■ WORK TO BE COMPLETED ■
Print the part of the schema documentation starting with "Per-segment global affine" and going on through "Product Quantization (reserved)", word for word.

■ EXCERPTED PASSAGE ■

— START —

Scalar 8-bit (default)
Per-segment global affine quantization to u8. Compresses each f32
component to a single byte (~4x memory reduction) with negligible
recall loss in practice.
[fields.embedding.Hnsw]
dimension = 384
distance = "Cosine"
# quantizer = "Scalar8Bit" # implicit default; can be omitted
Product Quantization (reserved)
Reserved for Issue #481 Stage 3. Currently the writer / searcher
return NotImplemented if selected; the variant is kept here so
schemas can pre-declare without further TOML changes once Stage 3
lands.
[fields.embedding.Hnsw]
dimension = 384
distance = "Cosine"
[fields.embedding.Hnsw.quantizer.ProductQuantization]
subvector_count = 48
| Option | Type | Description |
|---|---|---|
subvector_count | integer | Number of subvectors. Must evenly divide dimension. |
Breaking change (Issue #481 Stage 1): schemas that explicitly set
quantizerto a “none” value are no longer valid. Existing vector indexes built with a pre-Stage-1 laurus build cannot be read; rebuild from source data after upgrading.
Rerank Storage
Optional Stage 2 sidecar (Issue #481) that keeps the original
full-precision vectors alongside the int8 segment so the HNSW
searcher can do a wide candidate fetch over int8 (cheap) and then
rescore the top top_k * rerank_factor candidates against the
exact f32 values (accurate).
The sidecar is configured per field with rerank_storage:
[fields.embedding.Hnsw]
dimension = 384
distance = "Cosine"
rerank_storage = "F32" # opt-in; omit for Stage 1 int8-only behavior
| Value | On-disk overhead | Description |
|---|---|---|
"F32" | +4 bytes/dim per vector | IEEE-754 single-precision sidecar (Lucene 99 / FAISS convention). |
When omitted, no sidecar is written and the field stays on the
Stage 1 int8-only search path. Queries that pass rerank_factor
against a field without rerank_storage silently fall back to
Stage 1 ranking — the searcher cannot recover f32 information that
was discarded at index time.
Scope: Stage 2 lands HNSW only. Flat / IVF accept the field for schema symmetry but currently neither emit nor consume the sidecar.
Complete Examples
Full-text search only
A simple blog post index with lexical search:
default_fields = ["title", "body"]
[fields.title.Text]
indexed = true
stored = true
term_vectors = false
[fields.body.Text]
indexed = true
stored = true
term_vectors = false
[fields.category.Text]
indexed = true
stored = true
term_vectors = false
[fields.published_at.DateTime]
indexed = true
stored = true
Vector search only
A vector-only index for semantic similarity:
[fields.embedding.Hnsw]
dimension = 768
distance = "Cosine"
m = 16
ef_construction = 200
Hybrid search (lexical + vector)
Combine lexical and vector search for best-of-both-worlds retrieval:
default_fields = ["title", "body"]
[fields.title.Text]
indexed = true
stored = true
term_vectors = false
[fields.body.Text]
indexed = true
stored = true
term_vectors = true
[fields.category.Text]
indexed = true
stored = true
term_vectors = false
[fields.body_vec.Hnsw]
dimension = 384
distance = "Cosine"

— END —

■ Portion of a data file ■

— START —

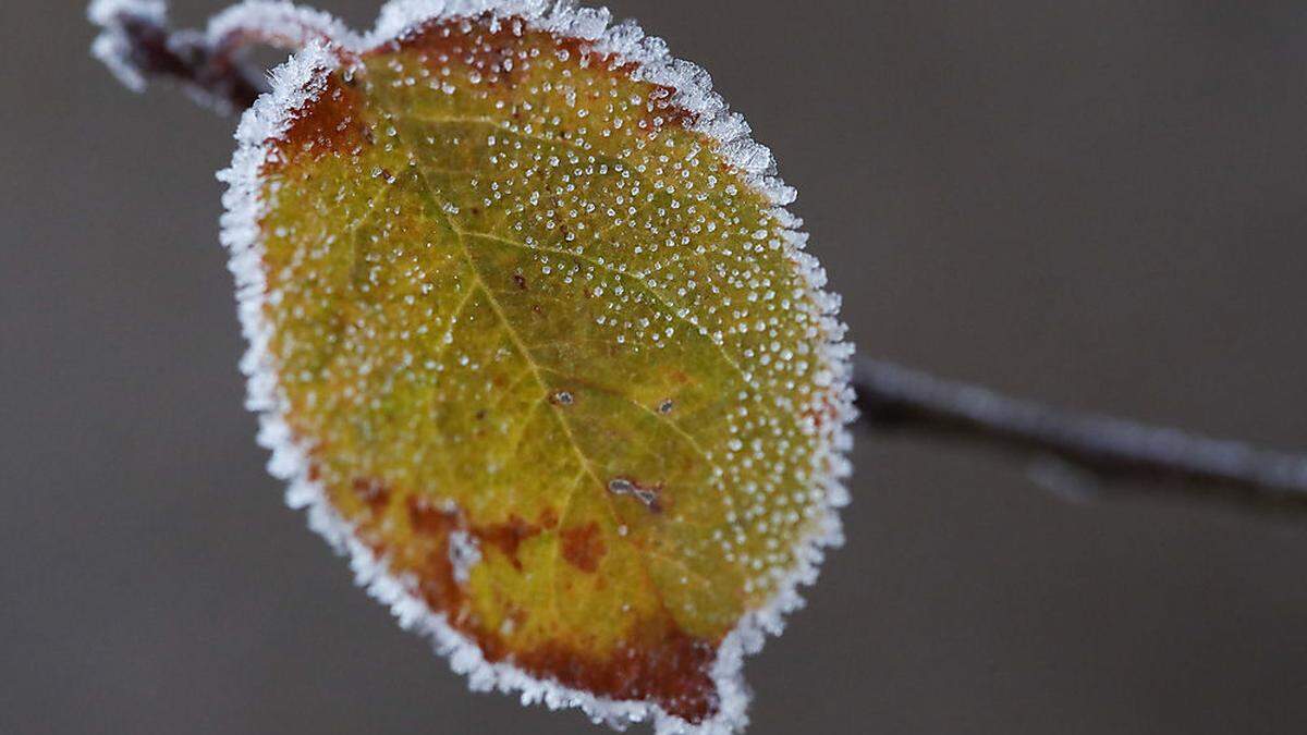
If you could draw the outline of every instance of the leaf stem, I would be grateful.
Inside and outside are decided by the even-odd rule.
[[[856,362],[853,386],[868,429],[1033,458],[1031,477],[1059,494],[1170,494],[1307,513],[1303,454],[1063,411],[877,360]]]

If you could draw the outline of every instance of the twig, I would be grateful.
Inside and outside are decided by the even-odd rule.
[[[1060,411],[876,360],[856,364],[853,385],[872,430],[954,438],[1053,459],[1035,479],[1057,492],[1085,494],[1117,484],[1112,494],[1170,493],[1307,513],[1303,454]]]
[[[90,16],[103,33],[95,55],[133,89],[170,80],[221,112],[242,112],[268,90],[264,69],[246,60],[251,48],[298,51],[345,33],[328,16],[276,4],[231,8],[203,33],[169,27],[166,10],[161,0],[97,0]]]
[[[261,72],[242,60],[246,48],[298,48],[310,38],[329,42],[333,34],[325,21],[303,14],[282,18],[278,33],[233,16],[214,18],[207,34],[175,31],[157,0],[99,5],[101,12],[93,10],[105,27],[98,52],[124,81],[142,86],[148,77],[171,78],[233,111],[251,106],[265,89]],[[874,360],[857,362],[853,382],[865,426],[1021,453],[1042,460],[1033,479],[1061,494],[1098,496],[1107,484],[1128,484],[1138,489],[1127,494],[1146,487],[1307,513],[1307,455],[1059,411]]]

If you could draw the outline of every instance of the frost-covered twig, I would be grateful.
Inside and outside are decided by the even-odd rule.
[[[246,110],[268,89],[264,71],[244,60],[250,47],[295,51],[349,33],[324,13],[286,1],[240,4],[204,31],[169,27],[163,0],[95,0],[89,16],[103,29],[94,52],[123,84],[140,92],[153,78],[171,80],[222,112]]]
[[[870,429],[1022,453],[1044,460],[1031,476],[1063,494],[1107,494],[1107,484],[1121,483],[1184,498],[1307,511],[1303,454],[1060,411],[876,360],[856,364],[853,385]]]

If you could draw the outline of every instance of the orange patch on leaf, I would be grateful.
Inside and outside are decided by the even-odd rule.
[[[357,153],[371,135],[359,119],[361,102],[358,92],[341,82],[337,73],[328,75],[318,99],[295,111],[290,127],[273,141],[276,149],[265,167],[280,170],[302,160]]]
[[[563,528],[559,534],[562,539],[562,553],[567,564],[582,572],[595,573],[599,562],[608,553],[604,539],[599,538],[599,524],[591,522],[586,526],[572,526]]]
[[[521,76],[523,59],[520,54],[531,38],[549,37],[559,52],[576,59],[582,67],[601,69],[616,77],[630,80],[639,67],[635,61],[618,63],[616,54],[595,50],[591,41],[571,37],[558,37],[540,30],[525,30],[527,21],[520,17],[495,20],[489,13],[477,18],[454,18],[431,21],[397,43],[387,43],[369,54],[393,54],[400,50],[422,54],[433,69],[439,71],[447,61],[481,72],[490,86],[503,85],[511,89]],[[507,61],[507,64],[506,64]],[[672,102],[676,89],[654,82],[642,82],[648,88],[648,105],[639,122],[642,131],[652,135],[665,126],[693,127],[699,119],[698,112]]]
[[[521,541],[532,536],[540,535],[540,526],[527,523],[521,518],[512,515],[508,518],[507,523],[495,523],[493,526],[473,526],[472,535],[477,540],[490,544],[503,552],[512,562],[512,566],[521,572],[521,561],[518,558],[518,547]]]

— END —

■ SOLVED PROBLEM ■
Per-segment global affine quantization to u8. Compresses each f32
component to a single byte (~4x memory reduction) with negligible
recall loss in practice.
[fields.embedding.Hnsw]
dimension = 384
distance = "Cosine"
# quantizer = "Scalar8Bit" # implicit default; can be omitted
Product Quantization (reserved)